++++ Text excerpt
Yes, I just got "Subscribe to Reuters to continue reading." paywall after scrolling down into the page a bit. I could probably delete the element/scrim and make the page scrollable again with dev tools, but yeah... either way. (I assume that's also why https://neuters.de/ exists)
Yes but look who was in charge at the time. In this case we'd likely have Jared Kushner and an AI trained to replicate Hulk Hogan overseeing the transfer of power.
If the rumors are true, the Iranian gov systematically cut off all escape and communication for the 30k people it just ruthlessly murdered. While I agree meddling in other countries’ happenings should be little to none, that’s a lot of people slaughtered and no one even tried to stop it. Whataboutism won’t bring those people back either.
This is a very valid criticism that can't simply be dismissed by an inappropriate application of the whataboutism argument. I agree that the current Iranian regime is ruthless and has to go. But history has shown that almost all US intervention results in a much worse outcome for the people they 'liberate' (a good example was the polpot regime of Cambodia). And this is due to the fact that any humanitarian crisis is just a pretext for the US to invade, and it hides their true motivations of colonial commercial exploitation of the war torn land. Even the current Iranian regime is a direct result of the US sabotaging a democratic system that existed there for exploiting their oil reserves. What makes you think another intervention is going to end any better?
++++++++
++++ Records
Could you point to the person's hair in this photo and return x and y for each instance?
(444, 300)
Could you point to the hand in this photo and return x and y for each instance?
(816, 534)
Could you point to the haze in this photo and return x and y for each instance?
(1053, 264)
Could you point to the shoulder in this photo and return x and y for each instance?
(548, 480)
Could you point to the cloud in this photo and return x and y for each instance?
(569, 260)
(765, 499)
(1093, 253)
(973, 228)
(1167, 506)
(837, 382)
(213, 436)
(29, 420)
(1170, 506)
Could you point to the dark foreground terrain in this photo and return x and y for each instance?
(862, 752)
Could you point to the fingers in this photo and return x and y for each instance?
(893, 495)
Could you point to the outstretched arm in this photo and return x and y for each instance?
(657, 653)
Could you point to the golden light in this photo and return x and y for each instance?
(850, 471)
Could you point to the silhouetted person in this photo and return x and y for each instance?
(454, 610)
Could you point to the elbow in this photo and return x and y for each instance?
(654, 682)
++++++++
Which countries does the comment thread above mention by name? List each one once.

**Exercise answer**. Iran, Cambodia, the US